SHORT PROBLEM A: Retype the passage from the Kingdom/Dominion Theology text that begins with the words containing "Last month we" and ends with "true biblical faith.".
SHORT PROBLEM B: According to the Kingdom/Dominion Theology text, why can the "faith" this ecumenical movement agrees on not be the faith Jude says must be earnestly contended for? Answer in one to three sentences.

SELECTED EXCERPT:

Kingdom/Dominion Theology - Part II | thebereancall.org

Hunt, Dave

Last month we referred to the growing kingdom/dominion/restoration movement, and the related danger of sincere people being involved in a vast international cooperative effort to bring peace and justice upon the earth through humanistic means. Sojourners magazine (headed by Jim Wallis) boasts that it "has become a connection point...creating a network of faith and action among evangelicals, Roman Catholics, mainline Protestants, the historic peace churches, the charismatic renewal, the peace movement, and non-Christians looking for a faith that touches the world they live in." Any such "faith" that this ecumenical movement (which includes non- and even anti-Christians) can agree upon is obviously not the faith once for all delivered to the saints for which Jude tells us we must earnestly contend. In fact, this cooperative effort effectively undermines true biblical faith.

Data listing:
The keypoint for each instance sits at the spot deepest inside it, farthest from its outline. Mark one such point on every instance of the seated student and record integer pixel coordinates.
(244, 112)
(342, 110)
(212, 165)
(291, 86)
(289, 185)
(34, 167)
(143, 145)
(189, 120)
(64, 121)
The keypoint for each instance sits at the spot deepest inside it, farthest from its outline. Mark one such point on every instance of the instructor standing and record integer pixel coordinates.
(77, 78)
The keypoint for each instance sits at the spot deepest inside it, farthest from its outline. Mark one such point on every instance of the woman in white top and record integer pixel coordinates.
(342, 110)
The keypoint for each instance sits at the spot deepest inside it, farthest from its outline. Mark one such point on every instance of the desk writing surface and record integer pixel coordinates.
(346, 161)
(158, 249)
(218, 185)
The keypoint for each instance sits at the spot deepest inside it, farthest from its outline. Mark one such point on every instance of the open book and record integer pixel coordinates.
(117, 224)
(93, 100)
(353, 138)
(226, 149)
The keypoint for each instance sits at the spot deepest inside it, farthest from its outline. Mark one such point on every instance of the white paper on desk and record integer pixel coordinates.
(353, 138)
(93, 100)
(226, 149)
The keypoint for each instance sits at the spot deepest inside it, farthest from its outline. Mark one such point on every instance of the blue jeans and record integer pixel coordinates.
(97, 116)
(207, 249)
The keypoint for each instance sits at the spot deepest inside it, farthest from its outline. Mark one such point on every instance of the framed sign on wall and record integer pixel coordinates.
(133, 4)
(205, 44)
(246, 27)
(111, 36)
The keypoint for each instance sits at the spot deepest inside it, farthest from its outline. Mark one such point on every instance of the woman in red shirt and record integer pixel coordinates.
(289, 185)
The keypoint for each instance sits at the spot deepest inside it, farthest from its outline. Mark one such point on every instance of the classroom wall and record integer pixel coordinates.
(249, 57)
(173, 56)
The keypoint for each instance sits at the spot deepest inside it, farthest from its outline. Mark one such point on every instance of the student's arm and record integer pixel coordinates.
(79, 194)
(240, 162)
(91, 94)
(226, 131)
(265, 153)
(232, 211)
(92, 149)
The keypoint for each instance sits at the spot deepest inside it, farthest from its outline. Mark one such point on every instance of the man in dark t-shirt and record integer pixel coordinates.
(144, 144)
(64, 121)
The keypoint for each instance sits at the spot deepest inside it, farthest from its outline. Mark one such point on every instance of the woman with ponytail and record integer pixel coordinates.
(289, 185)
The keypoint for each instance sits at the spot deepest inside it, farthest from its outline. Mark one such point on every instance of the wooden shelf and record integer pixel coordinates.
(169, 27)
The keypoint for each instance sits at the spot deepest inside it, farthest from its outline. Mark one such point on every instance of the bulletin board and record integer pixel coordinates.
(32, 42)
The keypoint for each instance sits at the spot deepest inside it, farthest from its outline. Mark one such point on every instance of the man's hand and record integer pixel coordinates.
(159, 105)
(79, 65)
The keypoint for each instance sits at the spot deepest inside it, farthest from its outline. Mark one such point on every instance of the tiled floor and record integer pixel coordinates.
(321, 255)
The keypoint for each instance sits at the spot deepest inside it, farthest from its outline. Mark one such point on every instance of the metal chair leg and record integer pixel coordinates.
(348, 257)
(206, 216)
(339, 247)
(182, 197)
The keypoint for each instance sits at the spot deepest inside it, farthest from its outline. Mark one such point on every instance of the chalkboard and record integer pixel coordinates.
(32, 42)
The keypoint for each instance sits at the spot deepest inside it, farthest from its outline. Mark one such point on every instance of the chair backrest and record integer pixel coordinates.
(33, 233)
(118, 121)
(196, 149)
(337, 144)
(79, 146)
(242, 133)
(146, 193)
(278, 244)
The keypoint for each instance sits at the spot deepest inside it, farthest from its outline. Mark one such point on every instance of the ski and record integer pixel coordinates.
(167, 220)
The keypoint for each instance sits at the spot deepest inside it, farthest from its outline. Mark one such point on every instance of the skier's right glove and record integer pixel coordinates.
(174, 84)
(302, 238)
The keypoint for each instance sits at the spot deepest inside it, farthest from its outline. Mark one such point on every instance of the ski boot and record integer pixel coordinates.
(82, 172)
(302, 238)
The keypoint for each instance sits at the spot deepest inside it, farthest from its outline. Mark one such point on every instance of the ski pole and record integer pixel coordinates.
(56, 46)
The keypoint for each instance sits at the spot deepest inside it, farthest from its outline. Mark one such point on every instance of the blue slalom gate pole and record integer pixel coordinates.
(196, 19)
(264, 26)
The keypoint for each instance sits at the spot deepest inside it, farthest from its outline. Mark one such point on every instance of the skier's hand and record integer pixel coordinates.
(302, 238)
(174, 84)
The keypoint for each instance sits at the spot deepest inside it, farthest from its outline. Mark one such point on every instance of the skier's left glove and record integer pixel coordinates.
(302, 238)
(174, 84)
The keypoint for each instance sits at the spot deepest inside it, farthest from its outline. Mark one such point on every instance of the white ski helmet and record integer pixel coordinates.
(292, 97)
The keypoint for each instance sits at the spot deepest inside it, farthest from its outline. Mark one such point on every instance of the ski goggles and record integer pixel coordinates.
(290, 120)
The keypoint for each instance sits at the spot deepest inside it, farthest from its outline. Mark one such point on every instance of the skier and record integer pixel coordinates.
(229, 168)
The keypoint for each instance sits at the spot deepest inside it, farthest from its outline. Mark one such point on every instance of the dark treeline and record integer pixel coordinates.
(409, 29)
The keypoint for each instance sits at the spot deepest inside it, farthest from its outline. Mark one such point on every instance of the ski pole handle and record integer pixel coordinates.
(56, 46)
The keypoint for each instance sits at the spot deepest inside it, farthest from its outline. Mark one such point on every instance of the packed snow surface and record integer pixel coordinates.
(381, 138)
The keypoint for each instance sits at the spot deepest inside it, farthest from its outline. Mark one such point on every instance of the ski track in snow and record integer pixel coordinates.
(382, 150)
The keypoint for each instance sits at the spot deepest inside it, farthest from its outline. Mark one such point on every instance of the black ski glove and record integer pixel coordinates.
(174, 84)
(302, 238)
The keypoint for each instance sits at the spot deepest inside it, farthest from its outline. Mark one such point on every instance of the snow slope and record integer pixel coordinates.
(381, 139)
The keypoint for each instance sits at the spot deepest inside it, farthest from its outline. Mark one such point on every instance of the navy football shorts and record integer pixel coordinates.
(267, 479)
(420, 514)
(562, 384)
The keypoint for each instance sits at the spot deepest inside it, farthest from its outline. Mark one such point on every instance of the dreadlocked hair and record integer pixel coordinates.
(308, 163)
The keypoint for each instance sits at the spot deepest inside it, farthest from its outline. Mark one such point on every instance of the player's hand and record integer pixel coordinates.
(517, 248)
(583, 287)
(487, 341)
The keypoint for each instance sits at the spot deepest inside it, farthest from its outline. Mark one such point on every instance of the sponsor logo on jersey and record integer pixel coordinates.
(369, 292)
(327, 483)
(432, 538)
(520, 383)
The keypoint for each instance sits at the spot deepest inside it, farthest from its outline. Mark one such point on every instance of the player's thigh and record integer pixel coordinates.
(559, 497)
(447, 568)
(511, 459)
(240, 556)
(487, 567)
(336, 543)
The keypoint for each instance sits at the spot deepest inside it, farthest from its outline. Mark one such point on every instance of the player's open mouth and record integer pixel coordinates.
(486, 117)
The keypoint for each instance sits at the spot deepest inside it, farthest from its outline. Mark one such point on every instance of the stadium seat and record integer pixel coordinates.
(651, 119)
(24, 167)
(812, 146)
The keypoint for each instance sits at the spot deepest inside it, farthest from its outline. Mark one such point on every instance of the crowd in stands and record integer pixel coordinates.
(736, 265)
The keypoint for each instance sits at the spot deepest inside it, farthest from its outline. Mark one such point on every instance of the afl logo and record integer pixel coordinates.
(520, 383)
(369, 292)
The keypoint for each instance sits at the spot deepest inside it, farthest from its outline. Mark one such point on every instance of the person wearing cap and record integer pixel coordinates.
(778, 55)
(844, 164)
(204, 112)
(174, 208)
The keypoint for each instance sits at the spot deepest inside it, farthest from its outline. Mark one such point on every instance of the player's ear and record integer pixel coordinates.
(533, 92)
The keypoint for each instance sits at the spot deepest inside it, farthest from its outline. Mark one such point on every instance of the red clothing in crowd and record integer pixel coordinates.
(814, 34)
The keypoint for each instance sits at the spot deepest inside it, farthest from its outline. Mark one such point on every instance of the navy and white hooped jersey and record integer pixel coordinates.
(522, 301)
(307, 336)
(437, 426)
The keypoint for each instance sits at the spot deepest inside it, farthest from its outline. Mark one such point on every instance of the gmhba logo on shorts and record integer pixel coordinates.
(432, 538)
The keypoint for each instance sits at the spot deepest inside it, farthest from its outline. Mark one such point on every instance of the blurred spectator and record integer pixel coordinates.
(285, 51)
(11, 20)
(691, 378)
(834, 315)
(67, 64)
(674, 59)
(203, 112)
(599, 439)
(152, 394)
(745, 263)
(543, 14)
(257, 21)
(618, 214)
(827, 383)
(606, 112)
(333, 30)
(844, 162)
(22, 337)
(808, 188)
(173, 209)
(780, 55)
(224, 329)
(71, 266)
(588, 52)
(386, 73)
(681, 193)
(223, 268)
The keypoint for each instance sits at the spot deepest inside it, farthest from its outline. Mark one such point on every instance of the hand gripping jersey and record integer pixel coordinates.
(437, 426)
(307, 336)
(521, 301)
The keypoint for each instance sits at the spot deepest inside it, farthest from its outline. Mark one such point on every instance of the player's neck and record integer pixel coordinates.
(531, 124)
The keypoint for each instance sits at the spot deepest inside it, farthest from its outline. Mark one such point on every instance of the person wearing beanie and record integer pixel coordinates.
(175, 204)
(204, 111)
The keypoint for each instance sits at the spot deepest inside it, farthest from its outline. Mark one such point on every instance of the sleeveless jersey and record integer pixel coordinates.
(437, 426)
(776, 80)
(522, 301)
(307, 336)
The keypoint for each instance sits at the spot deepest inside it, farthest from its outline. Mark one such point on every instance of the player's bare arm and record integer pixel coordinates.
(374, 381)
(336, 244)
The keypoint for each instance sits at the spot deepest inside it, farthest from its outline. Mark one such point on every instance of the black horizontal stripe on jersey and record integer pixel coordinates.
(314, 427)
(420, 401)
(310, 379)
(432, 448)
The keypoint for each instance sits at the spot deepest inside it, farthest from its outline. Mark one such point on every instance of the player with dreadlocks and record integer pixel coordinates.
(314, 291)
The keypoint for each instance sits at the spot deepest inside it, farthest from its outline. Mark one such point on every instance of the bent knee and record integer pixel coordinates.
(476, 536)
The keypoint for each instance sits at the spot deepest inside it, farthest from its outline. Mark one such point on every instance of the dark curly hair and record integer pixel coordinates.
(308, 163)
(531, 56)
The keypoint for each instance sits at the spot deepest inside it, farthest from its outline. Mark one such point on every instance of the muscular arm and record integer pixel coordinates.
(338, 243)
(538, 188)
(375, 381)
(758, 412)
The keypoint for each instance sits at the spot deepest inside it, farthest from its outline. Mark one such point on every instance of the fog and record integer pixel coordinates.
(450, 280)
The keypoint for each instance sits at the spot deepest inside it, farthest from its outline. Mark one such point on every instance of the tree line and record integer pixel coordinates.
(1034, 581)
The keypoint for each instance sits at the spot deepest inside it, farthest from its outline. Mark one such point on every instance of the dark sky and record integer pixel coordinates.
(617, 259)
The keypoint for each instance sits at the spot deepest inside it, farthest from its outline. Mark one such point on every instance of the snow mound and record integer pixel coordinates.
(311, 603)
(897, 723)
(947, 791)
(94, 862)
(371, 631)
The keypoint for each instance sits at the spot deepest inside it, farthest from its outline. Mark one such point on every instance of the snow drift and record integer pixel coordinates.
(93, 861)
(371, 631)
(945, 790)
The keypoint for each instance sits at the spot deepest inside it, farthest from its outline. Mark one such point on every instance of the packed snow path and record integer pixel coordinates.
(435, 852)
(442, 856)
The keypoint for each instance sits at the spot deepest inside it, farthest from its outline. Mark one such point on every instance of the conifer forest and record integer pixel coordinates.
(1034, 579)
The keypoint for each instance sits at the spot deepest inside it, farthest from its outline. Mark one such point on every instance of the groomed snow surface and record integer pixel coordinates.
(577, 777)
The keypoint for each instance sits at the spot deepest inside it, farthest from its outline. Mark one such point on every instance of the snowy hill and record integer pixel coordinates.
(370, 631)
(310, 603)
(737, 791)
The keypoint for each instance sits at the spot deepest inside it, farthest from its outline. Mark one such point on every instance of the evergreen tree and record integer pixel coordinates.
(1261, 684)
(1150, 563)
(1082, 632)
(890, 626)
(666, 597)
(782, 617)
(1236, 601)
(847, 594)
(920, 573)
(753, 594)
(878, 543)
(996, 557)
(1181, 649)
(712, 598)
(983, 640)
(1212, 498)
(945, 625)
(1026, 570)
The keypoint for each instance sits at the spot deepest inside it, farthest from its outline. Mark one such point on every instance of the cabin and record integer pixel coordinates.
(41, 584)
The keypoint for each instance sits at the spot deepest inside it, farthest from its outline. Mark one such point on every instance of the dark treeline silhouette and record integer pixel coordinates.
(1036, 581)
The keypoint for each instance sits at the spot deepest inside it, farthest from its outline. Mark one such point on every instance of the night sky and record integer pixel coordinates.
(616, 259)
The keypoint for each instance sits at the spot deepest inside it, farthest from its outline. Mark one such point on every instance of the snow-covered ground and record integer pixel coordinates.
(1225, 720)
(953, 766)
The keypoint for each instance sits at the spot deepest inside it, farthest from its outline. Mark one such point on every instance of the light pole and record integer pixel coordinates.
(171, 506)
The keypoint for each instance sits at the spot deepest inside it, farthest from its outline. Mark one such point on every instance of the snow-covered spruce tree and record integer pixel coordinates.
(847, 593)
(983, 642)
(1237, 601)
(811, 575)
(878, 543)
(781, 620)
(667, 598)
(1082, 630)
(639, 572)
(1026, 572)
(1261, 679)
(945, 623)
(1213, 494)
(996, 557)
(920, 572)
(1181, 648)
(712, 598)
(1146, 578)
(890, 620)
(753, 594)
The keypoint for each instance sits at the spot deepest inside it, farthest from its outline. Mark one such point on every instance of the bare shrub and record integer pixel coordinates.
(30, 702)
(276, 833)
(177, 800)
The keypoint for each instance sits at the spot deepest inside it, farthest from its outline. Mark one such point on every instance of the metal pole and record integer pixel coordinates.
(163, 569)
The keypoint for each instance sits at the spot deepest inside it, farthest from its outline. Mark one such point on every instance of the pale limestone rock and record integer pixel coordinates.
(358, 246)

PROBLEM SOLUTION A:
Last month we referred to the growing kingdom/dominion/restoration movement, and the related danger of sincere people being involved in a vast international cooperative effort to bring peace and justice upon the earth through humanistic means. Sojourners magazine (headed by Jim Wallis) boasts that it "has become a connection point...creating a network of faith and action among evangelicals, Roman Catholics, mainline Protestants, the historic peace churches, the charismatic renewal, the peace movement, and non-Christians looking for a faith that touches the world they live in." Any such "faith" that this ecumenical movement (which includes non- and even anti-Christians) can agree upon is obviously not the faith once for all delivered to the saints for which Jude tells us we must earnestly contend. In fact, this cooperative effort effectively undermines true biblical faith.

PROBLEM SOLUTION B: The movement includes non-Christians and even anti-Christians. So any "faith" they can all agree on cannot be the faith once for all delivered to the saints.